What you will do:
Straight copy, no pictures: transcribe each entry as it stands.

Stored data:
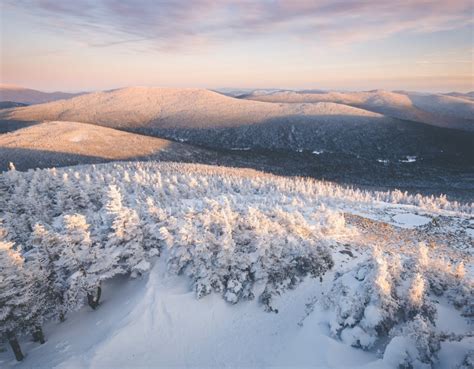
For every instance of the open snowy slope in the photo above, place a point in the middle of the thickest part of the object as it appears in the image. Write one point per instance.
(147, 107)
(210, 119)
(28, 96)
(436, 109)
(52, 144)
(236, 268)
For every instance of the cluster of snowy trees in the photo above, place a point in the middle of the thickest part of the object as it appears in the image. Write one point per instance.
(242, 235)
(385, 302)
(64, 232)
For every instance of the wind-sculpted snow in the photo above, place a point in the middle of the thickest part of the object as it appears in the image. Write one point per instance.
(239, 234)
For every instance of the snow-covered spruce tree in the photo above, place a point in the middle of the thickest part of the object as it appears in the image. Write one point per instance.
(14, 297)
(49, 275)
(125, 240)
(82, 259)
(227, 248)
(365, 302)
(155, 219)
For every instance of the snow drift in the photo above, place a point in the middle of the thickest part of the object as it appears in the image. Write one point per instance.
(450, 111)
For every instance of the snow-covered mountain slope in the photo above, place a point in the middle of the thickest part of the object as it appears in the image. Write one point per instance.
(53, 144)
(468, 95)
(11, 104)
(436, 109)
(28, 96)
(247, 270)
(210, 119)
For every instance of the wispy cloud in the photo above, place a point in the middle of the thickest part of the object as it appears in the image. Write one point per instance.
(182, 23)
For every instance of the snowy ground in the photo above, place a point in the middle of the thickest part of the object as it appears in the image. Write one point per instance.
(156, 320)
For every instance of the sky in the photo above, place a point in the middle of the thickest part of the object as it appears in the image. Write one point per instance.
(81, 45)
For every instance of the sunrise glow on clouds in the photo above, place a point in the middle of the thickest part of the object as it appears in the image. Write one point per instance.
(81, 45)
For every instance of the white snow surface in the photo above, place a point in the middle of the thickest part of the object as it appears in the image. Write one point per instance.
(156, 321)
(454, 111)
(409, 220)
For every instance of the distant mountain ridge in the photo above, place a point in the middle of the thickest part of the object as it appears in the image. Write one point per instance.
(29, 96)
(207, 118)
(454, 110)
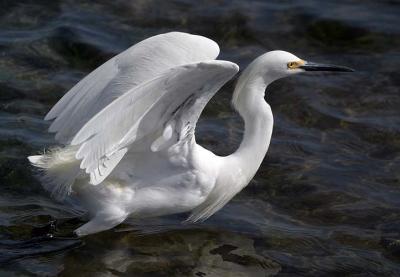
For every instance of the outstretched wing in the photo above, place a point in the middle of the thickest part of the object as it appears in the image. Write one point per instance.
(164, 110)
(140, 63)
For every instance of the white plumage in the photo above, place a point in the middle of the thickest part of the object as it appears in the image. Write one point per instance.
(128, 132)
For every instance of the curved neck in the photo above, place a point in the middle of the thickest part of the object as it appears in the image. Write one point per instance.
(248, 99)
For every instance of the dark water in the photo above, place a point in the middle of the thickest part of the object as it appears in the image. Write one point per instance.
(326, 200)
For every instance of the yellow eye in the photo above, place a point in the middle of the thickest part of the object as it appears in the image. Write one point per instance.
(292, 65)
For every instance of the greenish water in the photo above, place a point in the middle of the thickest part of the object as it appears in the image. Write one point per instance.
(326, 200)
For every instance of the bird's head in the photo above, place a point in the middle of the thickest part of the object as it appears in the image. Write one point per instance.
(278, 64)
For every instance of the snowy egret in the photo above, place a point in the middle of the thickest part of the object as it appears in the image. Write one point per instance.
(128, 131)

Answer below:
For every instance of the open snowy slope in the photo above, place a point in the middle of the thickest part of the object as it appears in the image. Write one point per instance.
(147, 107)
(210, 119)
(28, 96)
(436, 109)
(52, 144)
(236, 268)
For every instance of the cluster of snowy trees in the photo above, place a point in the middle of the thickest part of the object as it appears in the image. Write one point per instance.
(242, 235)
(385, 302)
(64, 232)
For every instance of the wind-sculpted snow in the photo above, place a point in the middle of the thickest part of the object as it appears in the image. Write one point per instance.
(239, 234)
For every instance of the snow-covered spruce tree in the photo above, place a point in the middle of the thickest part of the object as it appears in the image. Write one point per instance.
(14, 297)
(49, 275)
(125, 240)
(82, 259)
(227, 248)
(365, 302)
(155, 219)
For every instance of the snow drift in the photo above, place a point in the middle of the thickest part of the object as it appears in the image. Write one point per instance.
(450, 111)
For every instance of the snow-covered mountain slope in the photo above, place a point in the middle of the thickest part of the object as it appears in the image. Write one point per instance.
(53, 144)
(468, 95)
(11, 104)
(436, 109)
(28, 96)
(247, 270)
(210, 119)
For every instance of the wispy cloud in the photo above, place a point in the middle of the thickest part of the object as it appears in the image. Write one point per instance.
(182, 23)
For every instance of the snowy ground in the photo above, place a point in the middle of the thickest part of the object as it appears in the image. Write one point per instance.
(156, 320)
For every instance of the sky in the photo above, place a point in the middle of the thickest part of the object as it appears in the image. Write one point per instance.
(81, 45)
For every instance of the sunrise glow on clouds in the photo above, place a point in the middle of the thickest part of the object as it appears in the image. Write one point per instance.
(81, 45)
For every instance of the white snow surface in the photo above, place a point in the middle of the thickest part of the object as it appears in the image. Write one point per instance.
(156, 321)
(454, 111)
(409, 220)
For every instance of the distant mountain ridge in the photo above, place a point in the middle of the thickest part of the object as it appears in the image. Write one point per instance.
(29, 96)
(207, 118)
(454, 110)
For every instance of the outstretched wing in the photo above, place a point in the middle of the thickest part of the object as it appears in the image. Write one point per instance.
(164, 110)
(140, 63)
For every instance of the white plumage in the photo above, place a point in the middle of the thickest part of the object as it appears in the image. Write one point per instance.
(128, 132)
For every instance of the curved neck in the photo above, place a point in the middle of the thickest part of the object as it appears in the image. Write one point per instance.
(248, 99)
For every instance of the dark water in the photo above, place a point in the middle of the thickest part of the object as it appears in the image. Write one point per instance.
(326, 200)
For every instance of the yellow eye in the photo above, place a point in the middle of the thickest part of the object as it appears in the image. Write one point per instance.
(292, 65)
For every instance of the greenish water in the photo above, place a point in the middle of the thickest part of the object as it appears in the image. Write one point per instance.
(326, 200)
For every instance of the bird's head in the photo above, place a point in the middle of the thickest part of the object as it appears in the image. Write one point per instance.
(278, 64)
For every instance of the snowy egret in the photo above, place a point in the middle of the thickest part of the object as it appears in the image. Write one point per instance.
(128, 131)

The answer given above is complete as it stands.